* _Objective a_: According to the XML article, what is the most popular method for transforming existing content into XML?

Another reason to transform a document into meaningful XML is to be able to easily assemble new documents from meaningful sections of existing documents. For example, in the press release example, the “About IBM” section and the “Contact Information” sections rarely change, so there is no need to store it in every press release XML document. Instead, it can be assembled at the transformation time. Similarly, sections of proposals can be stored as separate XML chunks and then assembled, but only if there is a meaningful XML structure.
Yet another scenario is when different parts of existing documents have different security needs. One section might be marked “Top Secret” for example, and another section might be marked “Secret” and yet another section “Public”. By having meaningful XML, these segments can be assembled based upon the profile of a user.

 What are the methods of transforming it?

Now that we have a good idea of what meaningful XML is and why it’s needed, let’s explore how we might get content into a meaningful XML format.
In a typical corporation there are easily thousands, if not hundreds of thousands (even millions) of existing documents stored on local hard drives, file servers, groupware databases, and emails. Obviously all of it can’t be transformed into meaningful XML, nor should it. However, transformation into XML is one of the key steps in an enterprise wide unstructured content management platform.
The methods for transforming it are:
Manual Extraction. The most popular method for transforming existing content into XML is manual extraction. This is the most accurate but most labor-intensive effort. Because the values of the fields are embedded within the document, humans read the documents and “extract” the values of existing fields and then enter the values into a user interface. This UI often makes it somewhat easier than typing in straight XML, but this manual process is still difficult.
This method tends to work better for new documents that are being created. However, most standard content management processes do not take into account filling in all of the fields which would make for a meaningful XML document.
In many cases, this manual classification is done not when creating the document (which may still be done in Microsoft Word or some similar program) but when submitting the document into a portal or knowledge management system. What this means is that even new documents are often not being classified/categorized correctly. Usually, this classification is limited to submitting it to the correct place in a taxonomy. This could be a folder in the taxonomy called Resumes or Proposals. Or it could be attached to a record in a sales system.
When there are lots of documents, the manual method is clearly inadequate and should be used as a last resort.

Automated approaches to classifying and metadata extraction. There are a number of automated methods for indexing and classification of unstructured content. Though these don’t necessarily extract XML from the documents, these methods can be used to infer the value of some of the fields in the XML document.
Full text indexing. The most common method for indexing documents is the full text index. While this can be effective for end users searching for documents about a particular topic, it’s not very effective for classifying documents or producing meaningful XML.
Concept based clustering. There are many searching and indexing technologies out there that are more advanced than full text indexing. The most popular are based on Bayesian logic and “cluster” related documents together. These technologies, from companies like Autonomy, use an existing document and then find other documents like it. The system gets trained over time by humans and gets better at clustering.
How useful is this technology for creating meaningful XML?
It falls short in that two documents that are “similar” to each other don’t necessarily have the same values for the fields in a meaningful XML schema. They may however have similar values for one or two fields in the schema. This method is quite imprecise and I wouldn’t recommend using it to generate sophisticated meaningful XML documents from existing unstructured content. . It might be possible to use this method to populate one or two fields in the schema and then manually enter the rest.

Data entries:
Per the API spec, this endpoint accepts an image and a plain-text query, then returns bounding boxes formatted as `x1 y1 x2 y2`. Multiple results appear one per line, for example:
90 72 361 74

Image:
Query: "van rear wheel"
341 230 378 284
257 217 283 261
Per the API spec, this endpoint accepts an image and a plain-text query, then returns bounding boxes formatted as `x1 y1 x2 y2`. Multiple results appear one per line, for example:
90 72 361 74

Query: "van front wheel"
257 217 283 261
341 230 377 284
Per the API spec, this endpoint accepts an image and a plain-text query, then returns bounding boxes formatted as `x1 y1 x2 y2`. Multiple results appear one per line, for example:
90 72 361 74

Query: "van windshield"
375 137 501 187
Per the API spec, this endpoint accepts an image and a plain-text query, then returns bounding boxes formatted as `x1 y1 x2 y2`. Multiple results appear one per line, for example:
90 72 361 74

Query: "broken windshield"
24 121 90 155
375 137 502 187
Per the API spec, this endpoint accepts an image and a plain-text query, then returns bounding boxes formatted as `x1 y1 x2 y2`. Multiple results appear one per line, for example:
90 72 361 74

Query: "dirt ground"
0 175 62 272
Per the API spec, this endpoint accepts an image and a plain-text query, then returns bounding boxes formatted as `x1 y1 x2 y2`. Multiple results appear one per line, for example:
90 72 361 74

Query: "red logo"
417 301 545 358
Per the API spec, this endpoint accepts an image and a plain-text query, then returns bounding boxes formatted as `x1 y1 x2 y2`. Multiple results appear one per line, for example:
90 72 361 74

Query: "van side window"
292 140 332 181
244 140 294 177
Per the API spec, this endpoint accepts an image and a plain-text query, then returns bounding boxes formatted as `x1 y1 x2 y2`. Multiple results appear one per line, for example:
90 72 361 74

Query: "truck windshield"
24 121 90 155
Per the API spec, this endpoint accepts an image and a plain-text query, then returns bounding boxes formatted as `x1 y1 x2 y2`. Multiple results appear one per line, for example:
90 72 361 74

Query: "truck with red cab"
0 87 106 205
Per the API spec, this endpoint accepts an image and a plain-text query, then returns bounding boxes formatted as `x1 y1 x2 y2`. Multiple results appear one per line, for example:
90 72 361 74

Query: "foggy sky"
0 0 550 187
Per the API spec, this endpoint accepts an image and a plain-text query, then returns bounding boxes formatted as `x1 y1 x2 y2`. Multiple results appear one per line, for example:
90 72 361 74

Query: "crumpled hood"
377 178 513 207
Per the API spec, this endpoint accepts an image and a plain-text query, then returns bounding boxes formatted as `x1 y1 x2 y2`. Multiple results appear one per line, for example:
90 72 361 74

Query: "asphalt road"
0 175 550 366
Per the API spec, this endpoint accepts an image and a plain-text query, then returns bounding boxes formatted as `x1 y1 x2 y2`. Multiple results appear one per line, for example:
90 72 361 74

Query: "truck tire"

* _Objective b_: In the entries, replace "van" with "minibus" across the stretch from the start of the entries through the line containing "244 140 294 177", changing nothing else. Return only those lines.

* _Response a_: Manual extraction.

* _Response b_:
Per the API spec, this endpoint accepts an image and a plain-text query, then returns bounding boxes formatted as `x1 y1 x2 y2`. Multiple results appear one per line, for example:
90 72 361 74

Image:
Query: "minibus rear wheel"
341 230 378 284
257 217 283 261
Per the API spec, this endpoint accepts an image and a plain-text query, then returns bounding boxes formatted as `x1 y1 x2 y2`. Multiple results appear one per line, for example:
90 72 361 74

Query: "minibus front wheel"
257 217 283 261
341 230 377 284
Per the API spec, this endpoint accepts an image and a plain-text query, then returns bounding boxes formatted as `x1 y1 x2 y2`. Multiple results appear one per line, for example:
90 72 361 74

Query: "minibus windshield"
375 137 501 187
Per the API spec, this endpoint accepts an image and a plain-text query, then returns bounding boxes formatted as `x1 y1 x2 y2`. Multiple results appear one per line, for example:
90 72 361 74

Query: "broken windshield"
24 121 90 155
375 137 502 187
Per the API spec, this endpoint accepts an image and a plain-text query, then returns bounding boxes formatted as `x1 y1 x2 y2`. Multiple results appear one per line, for example:
90 72 361 74

Query: "dirt ground"
0 175 62 272
Per the API spec, this endpoint accepts an image and a plain-text query, then returns bounding boxes formatted as `x1 y1 x2 y2`. Multiple results appear one per line, for example:
90 72 361 74

Query: "red logo"
417 301 545 358
Per the API spec, this endpoint accepts an image and a plain-text query, then returns bounding boxes formatted as `x1 y1 x2 y2`. Multiple results appear one per line, for example:
90 72 361 74

Query: "minibus side window"
292 140 332 181
244 140 294 177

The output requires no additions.